## Exercise prompt
The task calls for each record to be given again unchanged, minus any pictures.

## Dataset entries
▼
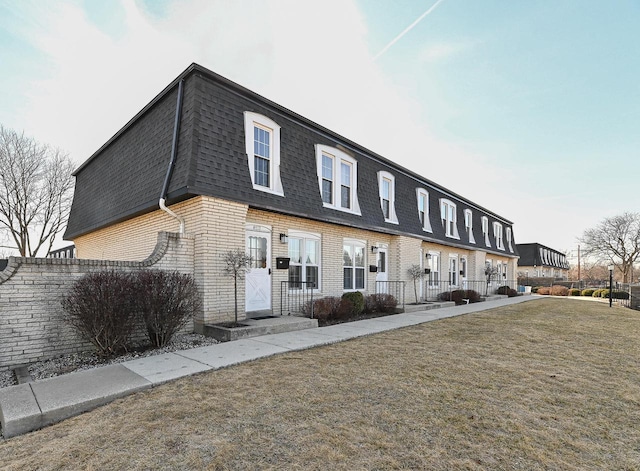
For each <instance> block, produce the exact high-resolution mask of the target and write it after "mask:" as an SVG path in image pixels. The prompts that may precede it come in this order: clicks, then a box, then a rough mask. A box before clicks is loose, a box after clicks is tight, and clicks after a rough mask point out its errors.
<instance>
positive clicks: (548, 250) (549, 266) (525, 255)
mask: <svg viewBox="0 0 640 471" xmlns="http://www.w3.org/2000/svg"><path fill="white" fill-rule="evenodd" d="M517 248H518V253H519V254H520V259H519V260H518V266H521V267H533V266H538V267H543V266H544V267H555V268H562V269H564V270H568V269H569V263H568V262H567V257H566V255H565V254H564V253H563V252H560V251H558V250H555V249H552V248H550V247H547V246H546V245H542V244H538V243H537V242H534V243H529V244H517Z"/></svg>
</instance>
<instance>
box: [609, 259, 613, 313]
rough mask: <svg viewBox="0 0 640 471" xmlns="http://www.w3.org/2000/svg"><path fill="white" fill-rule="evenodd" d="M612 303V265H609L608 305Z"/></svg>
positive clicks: (610, 306) (609, 304)
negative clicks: (608, 286) (608, 291)
mask: <svg viewBox="0 0 640 471" xmlns="http://www.w3.org/2000/svg"><path fill="white" fill-rule="evenodd" d="M612 305H613V265H609V307H611V306H612Z"/></svg>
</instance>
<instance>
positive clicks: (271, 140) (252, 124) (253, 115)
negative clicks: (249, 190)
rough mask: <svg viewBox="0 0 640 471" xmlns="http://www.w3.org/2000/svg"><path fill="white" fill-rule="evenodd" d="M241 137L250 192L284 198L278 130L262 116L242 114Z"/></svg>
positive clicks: (274, 124) (259, 114) (256, 114)
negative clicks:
▲
## Result
For each <instance> block, produce the exact high-resolution mask of the target and write it after "mask:" as an SVG path in image pixels. The prompts that may precede it come in this order: clicks, then a box, then a rough mask. A box before clicks is loose, a box after clicks is tight, and clicks after a rough mask point out its errors.
<instance>
positive clicks: (548, 250) (549, 266) (525, 255)
mask: <svg viewBox="0 0 640 471" xmlns="http://www.w3.org/2000/svg"><path fill="white" fill-rule="evenodd" d="M517 248H518V253H519V254H520V259H519V260H518V266H521V267H533V266H538V267H543V266H544V267H555V268H562V269H564V270H568V269H569V263H568V262H567V257H566V255H565V254H564V253H563V252H560V251H558V250H555V249H552V248H550V247H547V246H546V245H542V244H538V243H537V242H534V243H529V244H517Z"/></svg>
</instance>
<instance>
box: [609, 259, 613, 313]
rough mask: <svg viewBox="0 0 640 471" xmlns="http://www.w3.org/2000/svg"><path fill="white" fill-rule="evenodd" d="M612 303V265H609L608 305Z"/></svg>
positive clicks: (610, 306) (609, 304)
negative clicks: (608, 286) (608, 291)
mask: <svg viewBox="0 0 640 471" xmlns="http://www.w3.org/2000/svg"><path fill="white" fill-rule="evenodd" d="M612 305H613V265H609V307H611V306H612Z"/></svg>
</instance>
<instance>
positive clicks: (271, 140) (252, 124) (253, 115)
negative clicks: (249, 190)
rough mask: <svg viewBox="0 0 640 471" xmlns="http://www.w3.org/2000/svg"><path fill="white" fill-rule="evenodd" d="M241 137L250 192L284 198L278 130L262 116L242 114Z"/></svg>
positive clicks: (274, 124) (259, 114) (256, 114)
negative clicks:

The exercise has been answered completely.